━━━━━ EXTRACTED MATERIAL ━━━━━
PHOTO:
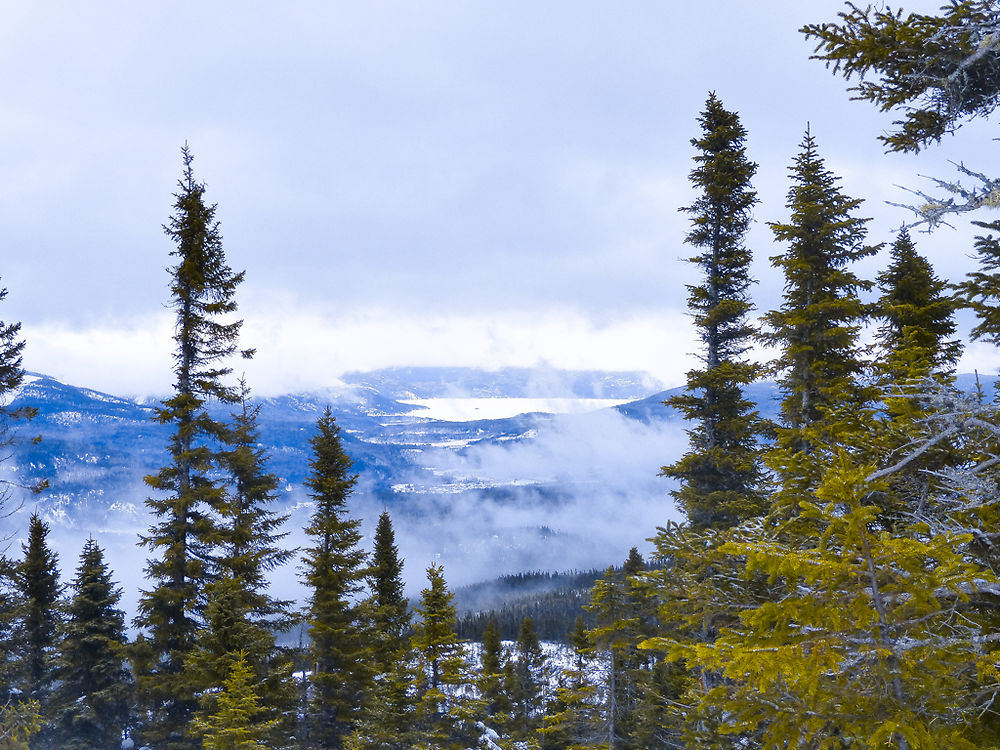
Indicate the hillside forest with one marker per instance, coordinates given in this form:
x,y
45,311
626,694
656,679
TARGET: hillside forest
x,y
835,583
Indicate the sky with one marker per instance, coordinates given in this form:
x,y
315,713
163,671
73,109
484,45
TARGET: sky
x,y
439,183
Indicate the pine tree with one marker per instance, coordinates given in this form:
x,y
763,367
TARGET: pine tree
x,y
939,69
445,718
721,475
918,314
389,607
37,624
236,723
334,572
981,290
241,616
528,691
94,695
497,707
186,530
817,326
572,720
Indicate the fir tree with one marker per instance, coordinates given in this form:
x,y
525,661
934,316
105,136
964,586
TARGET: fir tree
x,y
94,694
721,475
38,618
527,693
236,723
241,616
445,718
981,290
817,326
572,719
390,609
186,530
496,701
334,572
918,315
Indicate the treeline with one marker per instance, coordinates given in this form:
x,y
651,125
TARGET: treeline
x,y
833,586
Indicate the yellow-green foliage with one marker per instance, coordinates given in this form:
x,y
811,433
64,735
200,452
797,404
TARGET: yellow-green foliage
x,y
866,646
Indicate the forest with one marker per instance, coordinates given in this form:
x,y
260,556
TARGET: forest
x,y
835,583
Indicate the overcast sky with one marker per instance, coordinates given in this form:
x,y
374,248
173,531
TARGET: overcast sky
x,y
453,183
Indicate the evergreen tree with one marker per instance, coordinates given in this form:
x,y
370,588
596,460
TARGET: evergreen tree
x,y
94,695
527,693
334,572
918,314
981,290
39,613
572,720
390,609
497,706
445,717
721,475
236,723
186,529
939,69
240,615
817,326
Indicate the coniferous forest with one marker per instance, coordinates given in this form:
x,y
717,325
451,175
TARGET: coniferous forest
x,y
835,583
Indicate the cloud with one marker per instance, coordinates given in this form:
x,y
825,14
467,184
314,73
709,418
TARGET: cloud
x,y
301,348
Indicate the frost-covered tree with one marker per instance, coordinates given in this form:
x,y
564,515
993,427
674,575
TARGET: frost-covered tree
x,y
191,493
94,693
940,70
721,475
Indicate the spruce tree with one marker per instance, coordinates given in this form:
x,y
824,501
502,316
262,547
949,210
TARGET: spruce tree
x,y
389,607
918,316
241,616
445,717
528,691
38,618
572,720
191,489
334,573
95,687
236,723
721,475
820,364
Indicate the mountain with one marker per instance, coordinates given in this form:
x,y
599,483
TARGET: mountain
x,y
486,496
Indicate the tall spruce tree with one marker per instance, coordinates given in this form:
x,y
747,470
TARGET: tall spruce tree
x,y
241,617
820,365
93,699
721,475
445,716
191,493
334,573
918,315
389,607
37,626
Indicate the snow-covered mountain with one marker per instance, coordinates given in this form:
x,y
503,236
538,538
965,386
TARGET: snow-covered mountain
x,y
571,483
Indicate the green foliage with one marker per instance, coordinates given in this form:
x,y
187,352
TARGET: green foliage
x,y
19,722
981,290
236,723
445,714
94,696
816,328
918,317
334,571
193,498
39,613
938,69
721,475
862,648
390,612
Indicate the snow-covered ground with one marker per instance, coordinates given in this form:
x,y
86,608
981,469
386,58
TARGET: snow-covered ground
x,y
469,409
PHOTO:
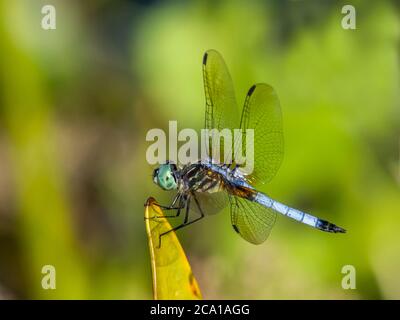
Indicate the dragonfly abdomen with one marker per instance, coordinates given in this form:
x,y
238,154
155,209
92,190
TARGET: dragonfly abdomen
x,y
297,215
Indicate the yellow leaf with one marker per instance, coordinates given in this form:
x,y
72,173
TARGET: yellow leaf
x,y
172,275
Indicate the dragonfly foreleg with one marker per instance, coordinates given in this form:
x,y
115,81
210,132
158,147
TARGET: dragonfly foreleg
x,y
185,223
178,198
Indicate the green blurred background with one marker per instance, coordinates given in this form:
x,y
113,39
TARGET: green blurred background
x,y
77,102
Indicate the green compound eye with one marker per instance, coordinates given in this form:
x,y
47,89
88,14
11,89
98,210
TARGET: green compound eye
x,y
165,178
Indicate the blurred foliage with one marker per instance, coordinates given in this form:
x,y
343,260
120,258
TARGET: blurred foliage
x,y
76,103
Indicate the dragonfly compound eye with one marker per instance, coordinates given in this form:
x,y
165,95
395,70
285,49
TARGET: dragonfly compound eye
x,y
166,179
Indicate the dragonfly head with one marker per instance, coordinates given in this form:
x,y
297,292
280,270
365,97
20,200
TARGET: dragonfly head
x,y
166,177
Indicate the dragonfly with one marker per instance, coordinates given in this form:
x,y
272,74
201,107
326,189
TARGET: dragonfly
x,y
208,185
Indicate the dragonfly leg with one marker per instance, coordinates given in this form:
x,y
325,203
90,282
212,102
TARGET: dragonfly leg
x,y
185,223
172,206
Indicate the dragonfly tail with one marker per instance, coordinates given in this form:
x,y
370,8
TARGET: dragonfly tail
x,y
297,215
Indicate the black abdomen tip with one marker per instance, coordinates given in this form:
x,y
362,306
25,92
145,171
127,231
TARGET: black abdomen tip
x,y
329,227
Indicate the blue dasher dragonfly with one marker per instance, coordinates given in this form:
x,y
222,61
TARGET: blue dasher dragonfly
x,y
207,186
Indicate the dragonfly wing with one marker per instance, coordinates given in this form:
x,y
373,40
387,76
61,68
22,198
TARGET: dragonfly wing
x,y
221,107
210,203
262,113
251,220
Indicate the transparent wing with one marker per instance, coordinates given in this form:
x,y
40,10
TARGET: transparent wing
x,y
262,113
251,220
210,203
221,108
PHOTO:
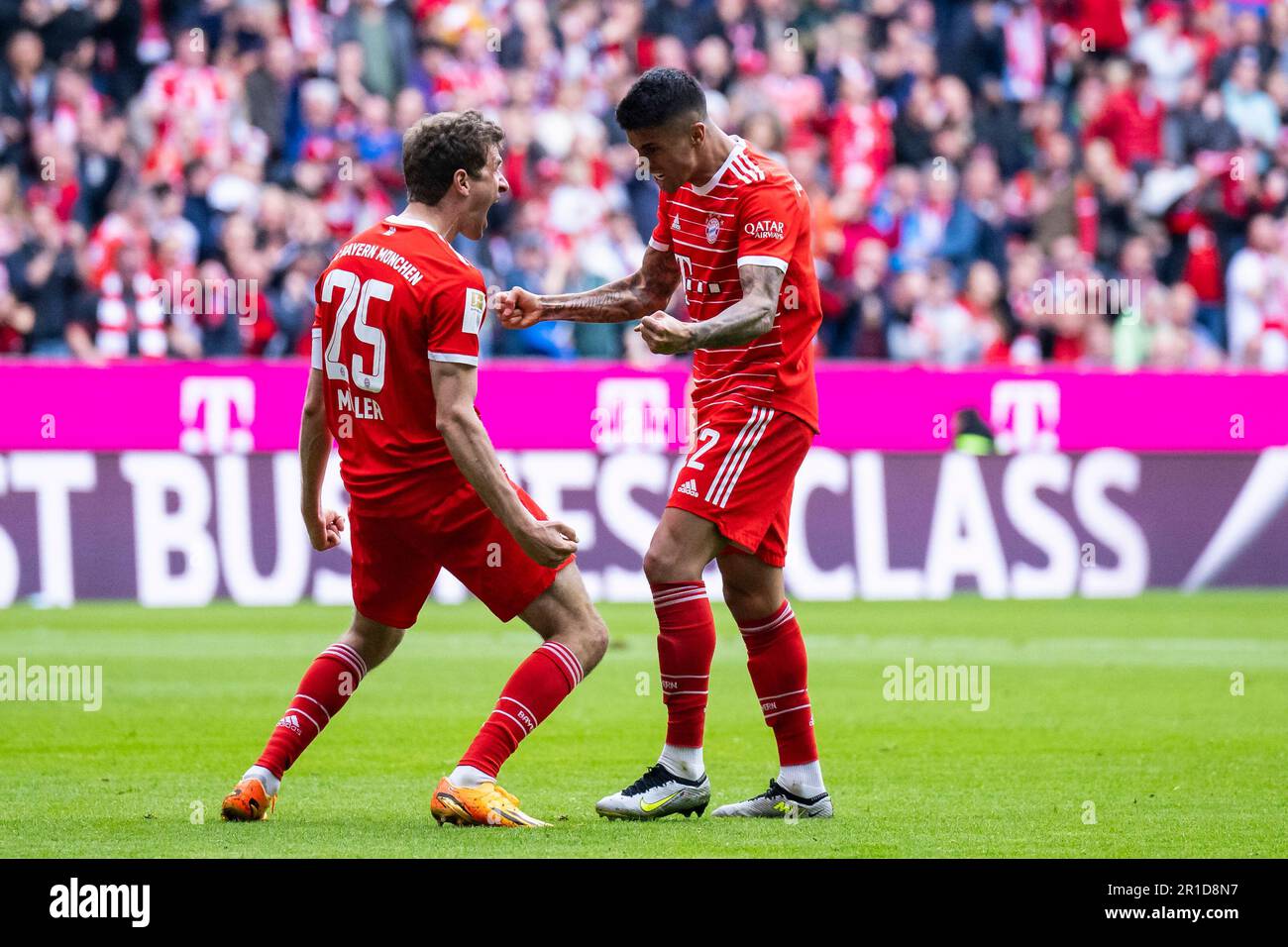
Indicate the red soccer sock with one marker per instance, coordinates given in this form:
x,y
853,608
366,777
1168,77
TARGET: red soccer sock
x,y
686,644
776,659
533,690
326,686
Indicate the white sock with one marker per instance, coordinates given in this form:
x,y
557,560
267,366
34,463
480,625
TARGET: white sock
x,y
683,761
804,780
469,777
267,780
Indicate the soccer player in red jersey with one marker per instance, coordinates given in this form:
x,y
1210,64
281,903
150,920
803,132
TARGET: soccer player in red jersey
x,y
395,351
734,230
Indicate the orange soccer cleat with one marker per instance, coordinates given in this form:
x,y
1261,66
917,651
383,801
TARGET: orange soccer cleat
x,y
485,804
248,802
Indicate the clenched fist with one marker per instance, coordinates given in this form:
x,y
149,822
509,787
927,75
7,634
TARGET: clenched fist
x,y
516,308
665,335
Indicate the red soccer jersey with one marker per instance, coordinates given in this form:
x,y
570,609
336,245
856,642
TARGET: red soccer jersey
x,y
752,211
393,299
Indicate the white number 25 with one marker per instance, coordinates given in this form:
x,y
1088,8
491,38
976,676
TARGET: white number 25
x,y
357,295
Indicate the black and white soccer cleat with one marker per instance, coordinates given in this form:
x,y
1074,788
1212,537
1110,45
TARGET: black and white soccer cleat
x,y
778,802
656,793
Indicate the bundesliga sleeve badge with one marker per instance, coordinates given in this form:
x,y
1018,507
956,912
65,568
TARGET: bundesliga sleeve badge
x,y
712,228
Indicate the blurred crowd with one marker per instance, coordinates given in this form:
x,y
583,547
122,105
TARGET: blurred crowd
x,y
174,174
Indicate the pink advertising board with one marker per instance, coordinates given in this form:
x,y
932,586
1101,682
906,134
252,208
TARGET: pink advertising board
x,y
250,406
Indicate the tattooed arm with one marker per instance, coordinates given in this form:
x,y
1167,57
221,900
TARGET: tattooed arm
x,y
748,318
635,296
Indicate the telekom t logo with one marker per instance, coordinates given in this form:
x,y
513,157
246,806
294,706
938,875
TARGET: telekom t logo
x,y
217,401
1024,415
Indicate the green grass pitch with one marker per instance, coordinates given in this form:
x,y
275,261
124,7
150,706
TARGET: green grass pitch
x,y
1126,705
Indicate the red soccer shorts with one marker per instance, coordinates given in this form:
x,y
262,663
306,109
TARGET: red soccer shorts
x,y
739,475
395,560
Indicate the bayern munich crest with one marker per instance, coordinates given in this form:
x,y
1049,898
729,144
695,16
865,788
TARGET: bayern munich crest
x,y
712,228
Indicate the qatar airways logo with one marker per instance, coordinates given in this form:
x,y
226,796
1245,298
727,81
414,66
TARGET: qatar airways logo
x,y
217,414
764,230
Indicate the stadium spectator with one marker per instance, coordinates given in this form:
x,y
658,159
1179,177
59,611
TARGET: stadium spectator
x,y
956,155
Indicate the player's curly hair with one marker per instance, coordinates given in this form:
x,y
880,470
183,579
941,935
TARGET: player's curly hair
x,y
438,146
660,95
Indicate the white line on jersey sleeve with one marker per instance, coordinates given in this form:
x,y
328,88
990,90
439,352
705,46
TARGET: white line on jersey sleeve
x,y
763,262
452,357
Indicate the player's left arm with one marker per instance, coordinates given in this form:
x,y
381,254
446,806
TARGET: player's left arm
x,y
748,318
323,526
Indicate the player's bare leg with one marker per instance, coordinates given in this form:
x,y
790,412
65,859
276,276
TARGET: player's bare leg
x,y
575,639
681,549
776,659
325,688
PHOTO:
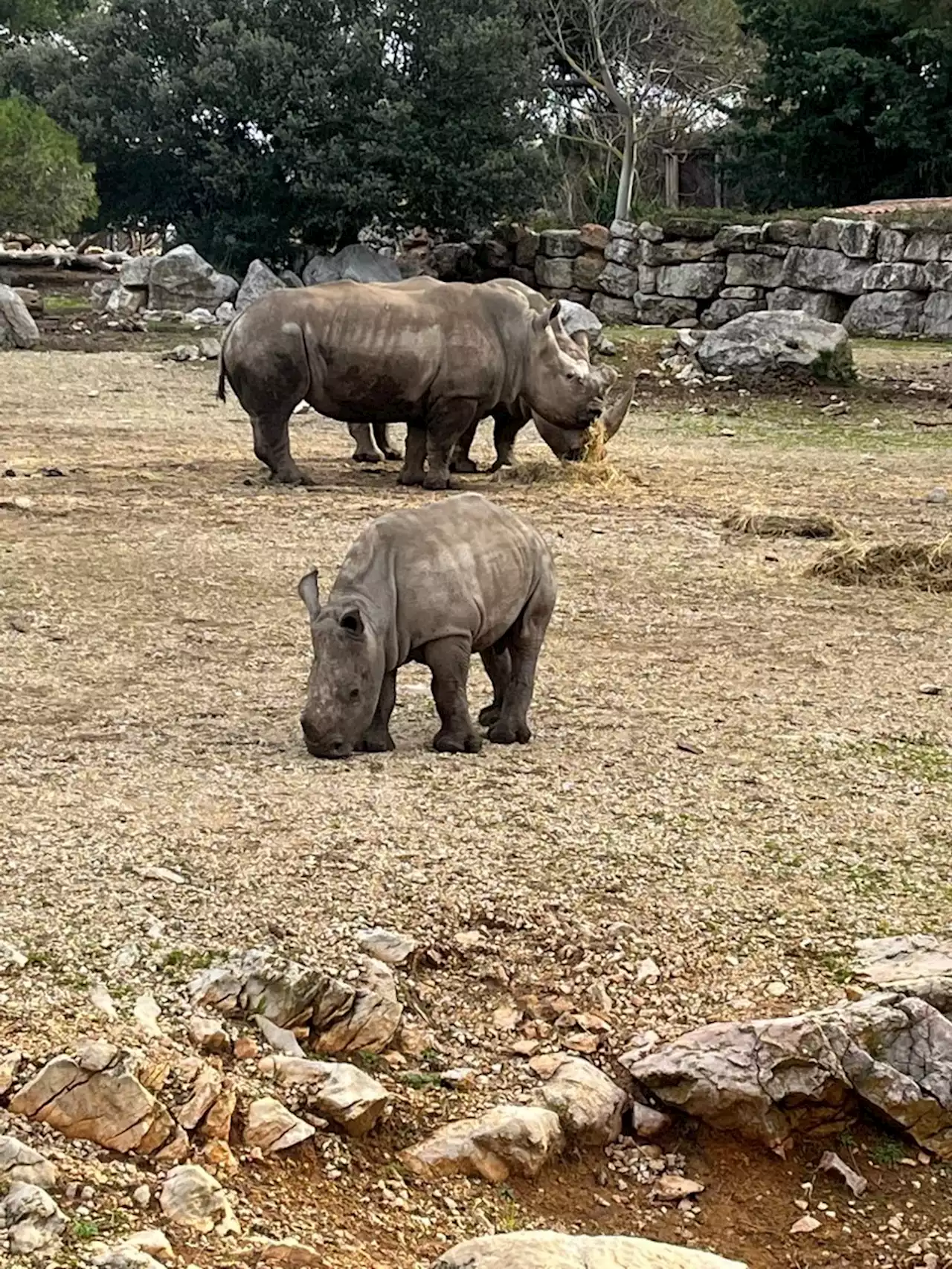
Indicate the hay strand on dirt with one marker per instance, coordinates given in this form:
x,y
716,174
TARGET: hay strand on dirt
x,y
914,565
783,526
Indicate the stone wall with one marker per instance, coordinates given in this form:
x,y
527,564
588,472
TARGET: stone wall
x,y
876,280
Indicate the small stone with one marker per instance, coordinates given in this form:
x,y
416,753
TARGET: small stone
x,y
386,945
805,1225
208,1035
272,1127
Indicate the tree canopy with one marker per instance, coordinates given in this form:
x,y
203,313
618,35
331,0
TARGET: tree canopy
x,y
251,125
853,102
45,188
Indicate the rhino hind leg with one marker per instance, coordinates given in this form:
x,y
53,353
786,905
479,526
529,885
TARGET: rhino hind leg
x,y
377,739
273,447
448,660
382,438
366,451
461,461
498,665
524,643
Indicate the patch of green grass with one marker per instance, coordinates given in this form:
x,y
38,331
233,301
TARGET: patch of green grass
x,y
887,1151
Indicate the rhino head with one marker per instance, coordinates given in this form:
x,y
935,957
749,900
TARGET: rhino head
x,y
347,673
559,381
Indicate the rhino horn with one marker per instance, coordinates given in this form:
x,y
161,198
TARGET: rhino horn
x,y
616,409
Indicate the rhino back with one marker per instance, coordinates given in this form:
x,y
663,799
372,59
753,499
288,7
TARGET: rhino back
x,y
458,566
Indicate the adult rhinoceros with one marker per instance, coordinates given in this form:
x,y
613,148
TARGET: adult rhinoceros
x,y
438,358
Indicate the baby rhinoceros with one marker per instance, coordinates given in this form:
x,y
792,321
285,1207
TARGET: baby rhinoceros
x,y
431,584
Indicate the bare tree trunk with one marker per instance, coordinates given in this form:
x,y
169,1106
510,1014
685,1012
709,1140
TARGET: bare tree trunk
x,y
626,178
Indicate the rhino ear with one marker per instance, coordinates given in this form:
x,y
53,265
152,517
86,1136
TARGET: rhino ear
x,y
310,594
547,318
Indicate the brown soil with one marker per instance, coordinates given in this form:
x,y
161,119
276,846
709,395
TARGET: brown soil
x,y
152,658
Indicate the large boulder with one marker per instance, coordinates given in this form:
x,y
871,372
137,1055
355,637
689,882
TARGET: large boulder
x,y
258,282
887,312
183,280
17,327
772,1079
781,341
541,1249
819,269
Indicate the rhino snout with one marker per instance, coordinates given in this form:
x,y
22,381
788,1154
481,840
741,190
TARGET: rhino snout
x,y
323,745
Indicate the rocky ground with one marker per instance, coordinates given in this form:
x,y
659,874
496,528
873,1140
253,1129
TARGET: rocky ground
x,y
736,774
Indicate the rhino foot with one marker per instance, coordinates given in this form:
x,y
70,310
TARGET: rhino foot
x,y
447,742
504,733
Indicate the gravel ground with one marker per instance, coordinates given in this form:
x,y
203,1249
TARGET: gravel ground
x,y
734,771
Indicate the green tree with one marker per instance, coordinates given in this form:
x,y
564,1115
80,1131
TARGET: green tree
x,y
45,188
253,125
853,102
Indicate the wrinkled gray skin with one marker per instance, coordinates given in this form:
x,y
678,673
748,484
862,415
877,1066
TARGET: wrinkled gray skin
x,y
508,420
372,353
431,584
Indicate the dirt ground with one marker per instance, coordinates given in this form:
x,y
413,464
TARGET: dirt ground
x,y
734,772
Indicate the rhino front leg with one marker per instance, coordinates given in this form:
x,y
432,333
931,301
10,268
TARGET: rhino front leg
x,y
448,660
377,739
524,643
273,447
382,438
413,471
446,424
366,451
499,669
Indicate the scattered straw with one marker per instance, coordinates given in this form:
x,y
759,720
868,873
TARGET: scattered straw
x,y
783,526
914,565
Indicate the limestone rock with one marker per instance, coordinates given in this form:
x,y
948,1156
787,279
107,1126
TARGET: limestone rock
x,y
560,242
19,1163
95,1096
771,1079
281,1041
691,280
781,341
817,303
588,1103
817,269
192,1198
538,1249
887,312
260,983
856,239
504,1141
386,945
181,280
338,1090
135,272
17,325
753,269
918,965
272,1127
258,282
32,1220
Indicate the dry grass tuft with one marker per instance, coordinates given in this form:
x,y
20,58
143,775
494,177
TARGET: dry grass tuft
x,y
912,565
783,526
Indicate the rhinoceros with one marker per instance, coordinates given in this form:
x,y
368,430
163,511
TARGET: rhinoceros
x,y
436,357
509,420
431,584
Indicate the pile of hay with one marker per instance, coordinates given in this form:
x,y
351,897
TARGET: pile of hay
━━━━━
TASK DESCRIPTION - Reproduce verbatim the material from the line containing "Indicate the rhino front" through the final line of the material, both ends included.

SOLVED EXERCISE -
Indicate the rhino front leg with one marker per instance, coordinates given in this form:
x,y
432,333
931,301
10,268
TARGET: rhino front leg
x,y
448,660
377,739
524,643
273,447
382,438
413,471
446,424
366,451
499,669
Indicate the scattered straw with one marker per instance, coordinates given in this form:
x,y
759,720
868,873
TARGET: scattered straw
x,y
783,526
914,565
Indicate the limestone rock with one marker per instance, coordinates given in this form:
x,y
948,1156
787,279
107,1126
TARGET: limestone rock
x,y
560,242
19,1163
95,1096
771,1079
281,1041
691,280
781,341
817,303
588,1103
817,269
192,1198
538,1249
887,312
260,983
856,239
504,1141
386,945
181,280
338,1090
135,272
17,325
753,269
918,965
272,1127
258,282
32,1220
Indicate the dry grass tuft with one marker per instance, coordinates given in this form:
x,y
20,58
143,775
494,177
TARGET: dry grass tuft
x,y
912,565
783,526
Indicate the rhinoceros with one marker per instance, coordinates given in this form:
x,y
368,430
163,511
TARGET: rhinoceros
x,y
436,357
509,420
431,584
Indicate the pile of hay with one marker per instance, coordinates given in this form:
x,y
351,897
TARGET: pile of hay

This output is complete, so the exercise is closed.